= TAREFAS A REALIZAR =
1. Traduza para inglês a seguinte frase do texto de leitura: "Habitualmente o Cacimbado era de poucas falas, mas agora tinha resolvido desabafar as suas mágoas."
2. De acordo com o texto de leitura, o que foi retirado da velha geleira a petróleo?

= TEXTO DE LEITURA =
+++

Seguidamente, sem comentar o assunto que presenciara, abri a velha geleira a petróleo e retirei duas cervejas, uma para mim, outra para o meu camarada. Embora ele não aparentasse ter sede pensei que talvez fosse a melhor forma de começar um diálogo. Assim aconteceu e ali ficámos a conversar até ao romper da aurora em que a família e a crueldade da guerra foram os temas dominantes.
Habitualmente o Cacimbado era de poucas falas, mas agora tinha resolvido desabafar as suas mágoas. Reconhecia que chegara a um beco sem saída e a sua eternização na guerra encaminhava-o para pôr um termo ao sofrimento. Embora, em situação normal, no seu trato quotidiano, tentasse sobreviver a todo o custo, perder a esperança poderia ser a diferença entre o sobreviver ou ficar pelo caminho. Mas ele tinha razão para recear não mais voltar a casa. Pelo menos enquanto o regime político, então vigente, se mantivesse em funções não teria qualquer solução para a sua vida. Porque, quando um homem caía em desgraça e estava a necessitar de auxílio, alguém se encarregava de o empurrar para o abismo. Como fora o caso dessa vez. Tinha acabado de chegar àquele Destacamento, para onde fora transferido por motivo de punição e já lhe chegavam rumores que brevemente iria ser brindado com mais um castigo por não ter acatado, prontamente, a decisão do Comandante. Era assim naquele tempo! Nessa fase o Cacimbado parecia-me física e psicologicamente derrotado.

+++

= ENTRADAS LISTADAS =

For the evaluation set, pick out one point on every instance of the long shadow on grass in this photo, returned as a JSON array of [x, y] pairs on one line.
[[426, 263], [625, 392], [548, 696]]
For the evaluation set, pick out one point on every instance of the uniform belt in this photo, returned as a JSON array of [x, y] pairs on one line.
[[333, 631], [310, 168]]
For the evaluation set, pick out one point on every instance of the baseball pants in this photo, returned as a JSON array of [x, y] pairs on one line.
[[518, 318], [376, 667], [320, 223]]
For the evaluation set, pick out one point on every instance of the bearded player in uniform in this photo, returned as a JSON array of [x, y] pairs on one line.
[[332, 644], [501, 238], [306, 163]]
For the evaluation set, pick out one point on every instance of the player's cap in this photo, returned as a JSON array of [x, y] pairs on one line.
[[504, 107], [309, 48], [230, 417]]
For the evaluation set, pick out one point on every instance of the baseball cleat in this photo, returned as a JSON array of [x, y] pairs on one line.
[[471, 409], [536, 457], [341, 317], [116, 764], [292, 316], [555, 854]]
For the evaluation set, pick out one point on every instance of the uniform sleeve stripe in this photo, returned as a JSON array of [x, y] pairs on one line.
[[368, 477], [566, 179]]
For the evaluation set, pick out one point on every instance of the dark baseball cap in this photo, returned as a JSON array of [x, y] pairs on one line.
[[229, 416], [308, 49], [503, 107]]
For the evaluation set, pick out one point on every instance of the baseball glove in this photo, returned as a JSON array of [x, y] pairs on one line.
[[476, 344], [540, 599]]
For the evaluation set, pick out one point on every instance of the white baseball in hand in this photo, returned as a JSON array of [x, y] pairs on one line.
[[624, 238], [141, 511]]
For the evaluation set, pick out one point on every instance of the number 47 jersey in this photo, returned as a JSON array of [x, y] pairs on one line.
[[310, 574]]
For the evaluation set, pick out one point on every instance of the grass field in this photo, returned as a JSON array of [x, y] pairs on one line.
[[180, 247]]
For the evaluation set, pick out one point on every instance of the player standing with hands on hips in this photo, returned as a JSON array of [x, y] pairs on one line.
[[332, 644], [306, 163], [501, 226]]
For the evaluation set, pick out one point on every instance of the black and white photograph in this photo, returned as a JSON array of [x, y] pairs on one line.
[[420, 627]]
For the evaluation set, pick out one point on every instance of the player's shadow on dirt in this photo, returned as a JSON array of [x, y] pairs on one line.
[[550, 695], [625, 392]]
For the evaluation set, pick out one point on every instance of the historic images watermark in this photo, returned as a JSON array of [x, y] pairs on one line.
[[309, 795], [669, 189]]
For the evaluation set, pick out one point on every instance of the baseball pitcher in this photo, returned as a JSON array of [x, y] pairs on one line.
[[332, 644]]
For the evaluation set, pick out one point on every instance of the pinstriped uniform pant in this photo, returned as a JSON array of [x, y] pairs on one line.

+++

= RESPOSTAS DOS EXERCÍCIOS =
1. Usually Cacimbado was a man of few words, but now he had decided to pour out his sorrows.

2. Duas cervejas.